*EXERCISE SET:*
**a)** In the passage on women and addiction, what term does Curtiss use for the popular acceptance of women drinking large amounts of wine?
**b)** Copy the passage on women and addiction word for word, starting at the words "And when women" and ending after "a serious problem.".

*PASSAGE:*
──────
And when women do seek help, Curtiss said, they are more likely to be diagnosed with mental-health-related issues than addiction: “They’ll hear, ‘That is just stress and anxiety. Take an anti-anxiety medication and see if that helps.’” 

‘The wine movement’

And the addiction problem for women appears to be becoming more serious. Curtiss blames some of that change on something he calls “the wine movement,” or the popular acceptance and even encouragement of women’s consumption of large amounts of wine, at book clubs and at girls’ nights out. It’s becoming a serious problem.

John Curtiss
[image_caption]John Curtiss[/image_caption]
“For the first time in American history, white, college-educated women ages 26-50 have a shorter lifespan,” Curtiss said. He and other experts chalk much of that life-expectancy shift up to the impact of addiction and mental illness, and to our attitude about how substance use impacts women. 

Though women face serious hurdles in moving to sobriety, Curtiss said that once they admit their addiction, most tend to excel in long-term recovery. 

“Women have a more difficult time getting to the first step of accepting their powerlessness,” Curtiss said. “That’s primarily because of all these social reasons. But once they find recovery, women tend to hold to it longer than men.”
──────
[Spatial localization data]
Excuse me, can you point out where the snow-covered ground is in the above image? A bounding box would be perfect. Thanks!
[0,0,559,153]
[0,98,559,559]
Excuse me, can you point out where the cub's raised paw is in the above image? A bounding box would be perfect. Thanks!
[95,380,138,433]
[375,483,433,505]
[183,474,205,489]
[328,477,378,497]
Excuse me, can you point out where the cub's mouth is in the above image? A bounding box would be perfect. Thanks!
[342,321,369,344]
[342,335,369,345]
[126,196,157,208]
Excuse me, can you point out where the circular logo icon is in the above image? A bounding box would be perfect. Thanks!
──────
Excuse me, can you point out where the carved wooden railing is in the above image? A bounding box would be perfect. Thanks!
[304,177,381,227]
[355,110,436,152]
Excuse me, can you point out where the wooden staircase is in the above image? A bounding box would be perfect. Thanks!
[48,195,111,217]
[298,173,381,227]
──────
*RESULTS:*
**a)** "The wine movement."

**b)**
And when women do seek help, Curtiss said, they are more likely to be diagnosed with mental-health-related issues than addiction: “They’ll hear, ‘That is just stress and anxiety. Take an anti-anxiety medication and see if that helps.’” 

‘The wine movement’

And the addiction problem for women appears to be becoming more serious. Curtiss blames some of that change on something he calls “the wine movement,” or the popular acceptance and even encouragement of women’s consumption of large amounts of wine, at book clubs and at girls’ nights out. It’s becoming a serious problem.